## Text excerpt
How would you describe Cleo? 
She is a fantastic character and I don’t know how Russell has written her so beautifully. From his own perspective as a middle-aged gay man, for him to write a middle-aged straight woman and a mother as thoroughly and as beautifully as he has. Cleo has a very busy life and she is very entrenched in Henry’s [her brother’s] life as well. She sees Lance [Henry’s boyfriend] completely as a brother-in-law even though they aren’t married, and completely as part of the family so when that all implodes it has a huge effect on her. I think for quite a while she is talking about it like it is just a crazy midlife crisis and she does her best to reverse the damage that has been done. Even though she is the person Henry listens to most in the world, she doesn’t have that influence on him and she can’t turn back the tide on this.

She becomes like everyone does in some ways, a victim to Henry’s actions in terms of a trickledown effect of the little business that Henry has with Cleo’s son, Adam, which implodes in episode five as you see the effects of what they are doing. That starts a whole conversation about what children can access online. Russell wrote a sort of addendum to that, a 10 minute short called Screwdriver [which will be released online after episode five has aired], a two-hander between Cleo and Adam where she grills him about when he first saw porn and what he has seen. Cleo has been drifting along with a certain amount of naivety about what he has been exposed to, but a friend has shown her what’s on the internet and she is shocked to the core about what she sees.

## What the exercise asks
Revise the interview excerpt: reproduce everything from "She becomes like" down to "what she sees.", swapping "episode five" for "episode six". Rely on the interview excerpt alone when working through the records.

## Listed records
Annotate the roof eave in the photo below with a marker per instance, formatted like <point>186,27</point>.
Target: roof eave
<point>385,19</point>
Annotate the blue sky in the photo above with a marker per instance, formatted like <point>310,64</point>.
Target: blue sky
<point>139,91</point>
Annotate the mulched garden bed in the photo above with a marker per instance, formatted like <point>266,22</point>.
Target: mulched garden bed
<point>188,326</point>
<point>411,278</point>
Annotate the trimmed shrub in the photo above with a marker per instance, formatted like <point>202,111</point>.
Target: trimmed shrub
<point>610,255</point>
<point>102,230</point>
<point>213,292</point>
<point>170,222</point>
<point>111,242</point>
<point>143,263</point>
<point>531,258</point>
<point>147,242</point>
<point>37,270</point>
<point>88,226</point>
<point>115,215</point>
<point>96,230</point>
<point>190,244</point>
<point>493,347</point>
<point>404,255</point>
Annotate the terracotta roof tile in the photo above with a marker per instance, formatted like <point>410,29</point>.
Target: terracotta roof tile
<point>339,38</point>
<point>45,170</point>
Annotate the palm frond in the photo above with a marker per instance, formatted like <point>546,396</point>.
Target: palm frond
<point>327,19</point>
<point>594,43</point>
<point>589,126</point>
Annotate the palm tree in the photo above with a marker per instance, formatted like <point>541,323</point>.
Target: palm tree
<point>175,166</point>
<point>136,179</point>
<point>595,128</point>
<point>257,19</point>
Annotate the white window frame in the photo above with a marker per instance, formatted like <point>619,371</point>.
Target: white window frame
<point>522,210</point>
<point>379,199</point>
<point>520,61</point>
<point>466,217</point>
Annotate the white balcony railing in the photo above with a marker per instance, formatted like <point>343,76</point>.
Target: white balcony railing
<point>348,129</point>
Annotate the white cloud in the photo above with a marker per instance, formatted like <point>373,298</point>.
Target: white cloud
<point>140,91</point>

## Answer section
She becomes like everyone does in some ways, a victim to Henry’s actions in terms of a trickledown effect of the little business that Henry has with Cleo’s son, Adam, which implodes in episode six as you see the effects of what they are doing. That starts a whole conversation about what children can access online. Russell wrote a sort of addendum to that, a 10 minute short called Screwdriver [which will be released online after episode six has aired], a two-hander between Cleo and Adam where she grills him about when he first saw porn and what he has seen. Cleo has been drifting along with a certain amount of naivety about what he has been exposed to, but a friend has shown her what’s on the internet and she is shocked to the core about what she sees.